INSTRUCTIONS TO FOLLOW – Copy the lines of the listing below word for word, starting at the line that contains "like x=121 y=86." and ending at the line that contains "x=216 y=105", both included.

DATA IN THIS EXERCISE –
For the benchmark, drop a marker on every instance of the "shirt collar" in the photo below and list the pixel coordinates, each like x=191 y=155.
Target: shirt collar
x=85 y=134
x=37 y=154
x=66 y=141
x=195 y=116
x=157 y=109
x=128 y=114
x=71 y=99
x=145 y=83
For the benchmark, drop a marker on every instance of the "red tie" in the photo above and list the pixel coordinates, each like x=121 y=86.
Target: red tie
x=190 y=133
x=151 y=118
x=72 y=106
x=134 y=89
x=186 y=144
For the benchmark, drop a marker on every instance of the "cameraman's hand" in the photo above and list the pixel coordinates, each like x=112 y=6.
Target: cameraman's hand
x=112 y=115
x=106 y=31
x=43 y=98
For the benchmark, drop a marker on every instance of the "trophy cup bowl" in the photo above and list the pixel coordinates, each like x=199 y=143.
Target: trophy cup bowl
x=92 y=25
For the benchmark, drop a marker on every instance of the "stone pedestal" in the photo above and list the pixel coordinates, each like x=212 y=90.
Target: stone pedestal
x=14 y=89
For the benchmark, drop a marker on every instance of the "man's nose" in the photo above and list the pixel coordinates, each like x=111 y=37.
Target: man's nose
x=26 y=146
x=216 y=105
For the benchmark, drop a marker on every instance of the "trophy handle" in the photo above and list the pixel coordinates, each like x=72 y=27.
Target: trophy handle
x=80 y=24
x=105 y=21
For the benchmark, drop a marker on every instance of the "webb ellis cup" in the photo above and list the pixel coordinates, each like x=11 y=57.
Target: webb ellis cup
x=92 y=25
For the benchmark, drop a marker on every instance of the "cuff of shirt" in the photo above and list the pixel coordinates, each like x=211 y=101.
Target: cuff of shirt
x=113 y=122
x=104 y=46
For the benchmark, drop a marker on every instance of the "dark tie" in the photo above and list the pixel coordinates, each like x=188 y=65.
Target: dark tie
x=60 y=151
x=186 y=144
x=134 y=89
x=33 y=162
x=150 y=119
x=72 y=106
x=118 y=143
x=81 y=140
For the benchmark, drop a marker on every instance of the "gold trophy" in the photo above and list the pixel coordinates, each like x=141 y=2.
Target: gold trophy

THE SOLUTION –
For the benchmark, drop a marker on every instance of the "red tie" in the photo above and list the pixel coordinates, each like x=121 y=86.
Target: red tie
x=190 y=133
x=151 y=118
x=72 y=106
x=134 y=89
x=186 y=144
For the benchmark, drop a marker on every instance of the "cameraman's hand" in the photo above and list the pixel coordinates, each like x=112 y=6.
Target: cameraman's hand
x=112 y=115
x=106 y=31
x=43 y=98
For the benchmark, drop a marker on every instance of the "trophy cup bowl" in the photo above and list the pixel coordinates, each like x=199 y=143.
Target: trophy cup bowl
x=92 y=25
For the benchmark, drop a marker on every instance of the "stone pedestal" in the photo above and list the pixel coordinates, each like x=212 y=90.
Target: stone pedestal
x=14 y=89
For the benchmark, drop a marker on every instance of the "man's nose" in the photo above and list the pixel coordinates, each like x=111 y=37.
Target: man's nose
x=26 y=146
x=216 y=105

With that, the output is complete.